(Text section):
___

Over land, overall performance has a much higher rms error of approximately 0.25 when compared to AERONET. Overall AERONET correlation is ∼ 0.6. Reduced performance over land is expected since the surface reflectance and angular distribution of scattering are higher, and they are more difficult to treat over land than over ocean. However, the results show that these statistics are affected by a large number of outliers. Inspection of these outliers and patterns of disagreement with MODIS indicate possible reasons and targets for future algorithm evolution. The main causes are (i) poor screening of snow- and/or ice-covered surfaces and (ii) inadequate cloud screening in some regions. For example, in tropical forest areas, care needs to be taken to fully exclude any pixels containing clouds, including sub-pixel clouds in either nadir or oblique view. In addition, removal of cloud edge pixels (cloud-free pixels next to cloud-masked pixels) should be considered. Bright desert surfaces also have less stable retrieval, with land–ocean contrast suggesting that high values in dust plumes are underestimated over land. Further uncertainty is introduced by an error in a priori estimates of aerosol properties not retrieved, principally single-scattering albedo (SSA).

___

(Extracted data entries)
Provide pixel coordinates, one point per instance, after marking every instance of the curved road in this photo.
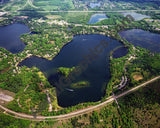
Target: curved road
(78, 112)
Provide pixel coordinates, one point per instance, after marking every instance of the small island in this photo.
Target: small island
(65, 71)
(80, 84)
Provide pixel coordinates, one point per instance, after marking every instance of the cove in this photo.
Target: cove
(141, 38)
(9, 37)
(97, 72)
(135, 15)
(96, 18)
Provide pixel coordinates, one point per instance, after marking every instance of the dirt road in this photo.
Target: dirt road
(78, 112)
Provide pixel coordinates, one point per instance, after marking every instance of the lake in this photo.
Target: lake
(141, 38)
(91, 54)
(9, 37)
(93, 5)
(96, 18)
(135, 15)
(120, 52)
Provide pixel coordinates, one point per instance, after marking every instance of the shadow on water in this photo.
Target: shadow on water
(77, 51)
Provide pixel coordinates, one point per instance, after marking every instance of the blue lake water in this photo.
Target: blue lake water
(96, 18)
(91, 54)
(135, 15)
(9, 37)
(142, 38)
(93, 5)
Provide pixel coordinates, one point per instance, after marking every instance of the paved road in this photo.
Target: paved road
(78, 112)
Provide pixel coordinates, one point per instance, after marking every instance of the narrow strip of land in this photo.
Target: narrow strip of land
(78, 112)
(99, 11)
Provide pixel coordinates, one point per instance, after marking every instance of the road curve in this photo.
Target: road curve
(76, 113)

___

(Written request 1): Can you return, copied line for line and unchanged, the part of the extracted data entries from the line containing "of land in this photo." through the end of the entries?
(Written request 2): Would you resume the passage on aerosol retrieval performance over land, picking up right after its final sentence?

(Written answer 1):
Provide pixel coordinates, one point per instance, after marking every instance of the narrow strip of land in this photo.
Target: narrow strip of land
(78, 112)
(99, 11)
Provide pixel coordinates, one point per instance, after marking every instance of the road curve in this photo.
Target: road curve
(76, 113)

(Written answer 2):
It is clear that retrievals using dual view give higher quality by making use of more information to allow less reliance on surface spectral assumptions. Retrieval over land surface in the Northern Hemisphere shows generally higher retrieval error, including regions of boreal forest where we would expect higher-quality retrieval due to the low surface signal. In some cases, this will be due to weak masking of snow and ice cover as well as the presence of retrievals made at high solar zenith angles (over 70∘) often excluded in other aerosol datasets. In addition, since the land retrieval relies on use of the oblique SLSTR view we expect to see higher-quality retrievals in the SH compared to NH. This is due mainly to sampling of backscattered light by the SLSTR oblique view in NH, where aerosol has a weak signal and the surface signal is higher, while in SH the geometry is reversed. Over ocean this is not the case, as the retrieval is not reliant on the oblique view, and indeed the geometry results in less sunglint in NH ocean.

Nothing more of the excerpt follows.